→ SET TASK:
Exact repetition is required: output every record in full.

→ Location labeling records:
▬▬▬

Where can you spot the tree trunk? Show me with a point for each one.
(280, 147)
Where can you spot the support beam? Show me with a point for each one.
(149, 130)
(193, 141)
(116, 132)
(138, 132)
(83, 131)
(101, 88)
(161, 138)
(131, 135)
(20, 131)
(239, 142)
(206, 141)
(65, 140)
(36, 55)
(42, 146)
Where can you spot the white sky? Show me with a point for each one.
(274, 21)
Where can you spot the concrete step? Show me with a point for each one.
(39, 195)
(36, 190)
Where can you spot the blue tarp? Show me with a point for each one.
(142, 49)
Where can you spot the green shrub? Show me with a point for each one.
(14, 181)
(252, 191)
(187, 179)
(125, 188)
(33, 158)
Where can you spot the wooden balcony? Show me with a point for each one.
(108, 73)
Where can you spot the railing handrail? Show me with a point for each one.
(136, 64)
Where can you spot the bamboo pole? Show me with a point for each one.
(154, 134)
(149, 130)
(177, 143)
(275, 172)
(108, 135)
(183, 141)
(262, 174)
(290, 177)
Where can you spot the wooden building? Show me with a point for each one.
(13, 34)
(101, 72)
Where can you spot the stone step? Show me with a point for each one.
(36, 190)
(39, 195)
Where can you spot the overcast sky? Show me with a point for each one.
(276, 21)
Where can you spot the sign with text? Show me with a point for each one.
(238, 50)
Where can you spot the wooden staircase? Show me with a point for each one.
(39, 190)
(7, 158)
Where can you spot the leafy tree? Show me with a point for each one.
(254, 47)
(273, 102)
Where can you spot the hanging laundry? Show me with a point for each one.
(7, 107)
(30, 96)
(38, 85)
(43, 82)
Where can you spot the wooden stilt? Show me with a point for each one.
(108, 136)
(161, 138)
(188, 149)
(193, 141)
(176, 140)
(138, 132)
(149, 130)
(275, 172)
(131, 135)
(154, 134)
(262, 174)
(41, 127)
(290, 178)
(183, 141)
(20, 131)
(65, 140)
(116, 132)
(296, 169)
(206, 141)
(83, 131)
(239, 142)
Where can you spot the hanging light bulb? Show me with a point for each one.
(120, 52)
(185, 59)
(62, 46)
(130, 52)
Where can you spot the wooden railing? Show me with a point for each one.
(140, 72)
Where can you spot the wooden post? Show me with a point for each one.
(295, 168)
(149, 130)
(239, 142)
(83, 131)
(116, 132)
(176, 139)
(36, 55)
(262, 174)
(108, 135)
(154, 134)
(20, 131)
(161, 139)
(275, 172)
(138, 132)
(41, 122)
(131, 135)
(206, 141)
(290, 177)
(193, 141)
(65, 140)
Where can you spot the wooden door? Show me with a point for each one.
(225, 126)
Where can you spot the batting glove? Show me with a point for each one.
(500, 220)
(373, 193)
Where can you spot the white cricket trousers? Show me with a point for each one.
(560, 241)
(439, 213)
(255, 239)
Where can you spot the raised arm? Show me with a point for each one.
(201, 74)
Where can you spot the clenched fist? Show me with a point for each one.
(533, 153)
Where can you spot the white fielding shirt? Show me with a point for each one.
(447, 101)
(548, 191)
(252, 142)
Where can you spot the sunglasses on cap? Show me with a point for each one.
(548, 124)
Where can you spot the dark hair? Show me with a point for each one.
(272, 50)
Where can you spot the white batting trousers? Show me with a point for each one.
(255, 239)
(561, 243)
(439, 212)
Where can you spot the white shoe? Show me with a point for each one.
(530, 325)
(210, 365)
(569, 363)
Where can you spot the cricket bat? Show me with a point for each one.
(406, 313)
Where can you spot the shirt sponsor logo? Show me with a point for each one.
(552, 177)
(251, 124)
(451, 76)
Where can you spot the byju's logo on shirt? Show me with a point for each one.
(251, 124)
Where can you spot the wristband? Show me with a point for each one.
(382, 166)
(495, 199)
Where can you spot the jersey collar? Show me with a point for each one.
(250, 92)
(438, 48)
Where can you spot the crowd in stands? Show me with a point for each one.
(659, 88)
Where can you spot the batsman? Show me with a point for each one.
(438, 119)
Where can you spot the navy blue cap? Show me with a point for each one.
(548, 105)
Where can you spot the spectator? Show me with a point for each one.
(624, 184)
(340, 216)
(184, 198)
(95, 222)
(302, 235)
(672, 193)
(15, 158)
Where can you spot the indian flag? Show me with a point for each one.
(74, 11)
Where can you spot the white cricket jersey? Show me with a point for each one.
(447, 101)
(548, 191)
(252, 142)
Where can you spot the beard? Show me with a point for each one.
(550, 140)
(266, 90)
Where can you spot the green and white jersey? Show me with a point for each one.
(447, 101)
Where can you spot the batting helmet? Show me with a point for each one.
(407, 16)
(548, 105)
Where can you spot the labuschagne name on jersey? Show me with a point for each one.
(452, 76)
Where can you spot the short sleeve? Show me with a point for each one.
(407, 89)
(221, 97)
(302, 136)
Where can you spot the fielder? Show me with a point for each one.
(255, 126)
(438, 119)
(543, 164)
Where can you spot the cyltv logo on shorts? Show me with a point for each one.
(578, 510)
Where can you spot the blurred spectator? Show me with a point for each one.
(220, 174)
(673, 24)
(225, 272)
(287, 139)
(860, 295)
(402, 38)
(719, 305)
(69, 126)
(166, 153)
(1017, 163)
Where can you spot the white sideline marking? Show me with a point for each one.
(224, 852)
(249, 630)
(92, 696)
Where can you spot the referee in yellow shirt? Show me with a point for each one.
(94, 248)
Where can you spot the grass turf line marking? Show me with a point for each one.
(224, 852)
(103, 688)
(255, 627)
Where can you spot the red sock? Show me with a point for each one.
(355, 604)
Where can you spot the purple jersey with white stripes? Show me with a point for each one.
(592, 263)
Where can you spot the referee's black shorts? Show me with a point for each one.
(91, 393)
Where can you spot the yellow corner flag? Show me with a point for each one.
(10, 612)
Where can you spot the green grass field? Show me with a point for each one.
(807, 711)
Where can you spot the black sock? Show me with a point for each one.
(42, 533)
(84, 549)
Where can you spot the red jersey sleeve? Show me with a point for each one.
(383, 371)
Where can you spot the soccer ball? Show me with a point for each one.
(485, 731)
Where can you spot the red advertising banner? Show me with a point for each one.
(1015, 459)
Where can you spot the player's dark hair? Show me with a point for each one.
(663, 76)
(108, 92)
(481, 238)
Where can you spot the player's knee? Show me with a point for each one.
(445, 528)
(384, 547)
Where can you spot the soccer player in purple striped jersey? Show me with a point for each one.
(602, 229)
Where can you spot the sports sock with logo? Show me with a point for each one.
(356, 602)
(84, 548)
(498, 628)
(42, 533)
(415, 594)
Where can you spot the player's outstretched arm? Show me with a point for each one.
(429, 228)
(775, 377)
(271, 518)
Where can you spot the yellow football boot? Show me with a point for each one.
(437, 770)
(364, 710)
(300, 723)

▬▬▬

→ ANSWER BELOW:
Where can you spot the tree trunk? Show me with a point for each one.
(280, 147)
Where can you spot the support beam? Show me with a point for each one.
(149, 130)
(193, 141)
(116, 132)
(138, 132)
(83, 131)
(101, 88)
(161, 138)
(131, 135)
(20, 131)
(239, 142)
(206, 141)
(65, 140)
(36, 55)
(42, 146)
Where can you spot the white sky? Show me with a point for each one.
(274, 21)
Where can you spot the concrete step? Show me with a point for each one.
(39, 195)
(36, 190)
Where can you spot the blue tarp? Show me with a point for each one.
(142, 49)
Where can you spot the green shrub? Show me with a point for each one.
(14, 181)
(252, 191)
(187, 179)
(125, 188)
(33, 158)
Where can you spot the wooden balcony? Show me with a point for each one.
(108, 73)
Where can you spot the railing handrail? Show me with a point for each one.
(136, 64)
Where can you spot the bamboo pole? Show me with a point for each one.
(154, 134)
(149, 130)
(177, 143)
(275, 172)
(108, 135)
(183, 141)
(262, 174)
(290, 177)
Where can you spot the wooden building? Show me with a point for each one.
(13, 34)
(101, 72)
Where can you spot the stone step? Show me with a point for each one.
(36, 190)
(39, 195)
Where can you spot the overcast sky? Show me with a point for each one.
(276, 21)
Where can you spot the sign with text? Show me with a point for each one.
(238, 50)
Where can you spot the wooden staircase? Show me with a point for each one.
(39, 190)
(7, 158)
Where can you spot the leafy tree? Show me with a point for each one.
(254, 47)
(273, 102)
Where can you spot the hanging laundry? Show me with a point for each one.
(7, 107)
(30, 96)
(38, 85)
(43, 82)
Where can you spot the wooden stilt? Show me with a point for each one.
(108, 136)
(161, 138)
(188, 149)
(193, 141)
(176, 140)
(138, 132)
(149, 130)
(275, 172)
(131, 135)
(154, 134)
(262, 174)
(41, 127)
(290, 178)
(183, 141)
(20, 131)
(65, 140)
(116, 132)
(296, 169)
(206, 141)
(83, 131)
(239, 142)
Where can you spot the hanging light bulb? Show me with a point for each one.
(120, 52)
(185, 59)
(62, 46)
(130, 52)
Where can you spot the wooden railing? Show me with a point for each one.
(140, 72)
Where can you spot the wooden post? Show me with a point for each one.
(295, 168)
(149, 130)
(239, 142)
(83, 131)
(116, 132)
(176, 139)
(36, 55)
(262, 174)
(108, 135)
(154, 134)
(20, 131)
(161, 139)
(275, 172)
(138, 132)
(41, 122)
(131, 135)
(206, 141)
(290, 177)
(193, 141)
(65, 140)
Where can you spot the wooden door? Show me with a point for each one.
(225, 126)
Where can you spot the batting glove? Show me with a point for each one.
(500, 220)
(373, 193)
Where can you spot the white cricket trousers? Show me with a point for each one.
(560, 241)
(439, 213)
(255, 239)
Where can you spot the raised arm? Show me with a point for each one.
(201, 74)
Where can you spot the clenched fist? Show me with a point for each one.
(533, 153)
Where can you spot the white fielding shirt? Show me with a point for each one.
(447, 101)
(548, 191)
(252, 142)
Where can you spot the sunglasses on cap? Show me with a point for each one.
(548, 124)
Where can you spot the dark hair? Show me with a point for each one.
(272, 50)
Where can you spot the white batting trousers? Show me with a point for each one.
(255, 239)
(561, 243)
(439, 212)
Where can you spot the white shoe? Show me with a point for each one.
(530, 325)
(210, 365)
(569, 363)
Where can you spot the cricket bat? Show me with a point for each one.
(406, 313)
Where can you spot the shirt sponsor logo? Show me with a point for each one.
(552, 177)
(251, 124)
(451, 76)
Where can you spot the byju's logo on shirt? Show me with a point for each one.
(251, 124)
Where can you spot the wristband? Show me with a point for each one.
(382, 166)
(495, 199)
Where can you spot the jersey collar? Show me with a point for each one.
(250, 92)
(438, 48)
Where can you spot the crowd in stands? Show me with a point for each one.
(659, 88)
Where can you spot the batsman? Show me with a point for each one.
(438, 119)
Where can you spot the navy blue cap? Show me with a point for each one.
(548, 105)
Where can you spot the spectator? Show me with a point for each one.
(624, 184)
(340, 216)
(184, 198)
(95, 222)
(302, 235)
(672, 193)
(15, 158)
Where can you spot the indian flag? Show me with a point for each one.
(74, 11)
Where can you spot the white cricket jersey? Show me with a point for each one.
(447, 101)
(548, 191)
(252, 142)
Where can you spot the beard? Show me with a point for each one.
(550, 140)
(266, 90)
Where can you spot the green and white jersey? Show me with a point for each one.
(447, 101)
Where can you spot the batting helmet? Show me with a point for each one.
(407, 16)
(548, 105)
Where can you spot the labuschagne name on jersey? Show me with a point for each one.
(452, 76)
Where can you spot the short sleeve? Show me with a point for each one.
(407, 89)
(221, 97)
(302, 136)
Where can you spot the fielder? Show me with a point for each one.
(255, 126)
(438, 119)
(543, 164)
Where can you spot the cyltv logo on shorts? Show me with a point for each one.
(578, 510)
Where can you spot the blurred spectator? Show me with a point for each one.
(220, 174)
(673, 24)
(225, 272)
(287, 139)
(860, 295)
(402, 38)
(719, 305)
(69, 126)
(166, 153)
(1017, 163)
Where can you spot the white sideline marking? Show me with a point for each one.
(224, 852)
(249, 630)
(92, 696)
Where can you spot the referee in yellow shirt? Show me with a point for each one.
(94, 248)
Where can you spot the grass turf line marking? Show me with a point for each one.
(224, 852)
(103, 688)
(255, 627)
Where can you spot the red sock? Show me with a point for each one.
(355, 604)
Where can you spot the purple jersey with white stripes? Show me with a point for each one.
(592, 263)
Where can you spot the referee's black shorts? Show me with a point for each one.
(91, 393)
Where can you spot the yellow corner flag? Show me with a point for each one.
(10, 612)
Where can you spot the green grass field? Show me with a point for each one.
(807, 711)
Where can you spot the black sock? Show me with a point for each one.
(42, 533)
(84, 549)
Where can you spot the red jersey sleeve? Show me with a point for each one.
(383, 371)
Where can you spot the soccer ball? Show me with a point for each one.
(485, 731)
Where can you spot the red advertising banner? Show me with a point for each one.
(1015, 459)
Where can you spot the player's dark hair? Show me with a point for each one.
(663, 76)
(108, 92)
(481, 238)
Where can you spot the player's knee? Show me with a point for each one.
(445, 528)
(384, 547)
Where can you spot the soccer player in purple striped jersey? Show me with a point for each one.
(602, 229)
Where can you spot the sports sock with logo? Show me with a point for each one.
(356, 602)
(84, 548)
(498, 628)
(42, 533)
(415, 594)
Where can you spot the player's outstretched arm? Show me with a point for each one.
(429, 228)
(775, 377)
(271, 518)
Where can you spot the yellow football boot? Show me with a point for each one.
(437, 770)
(364, 710)
(300, 723)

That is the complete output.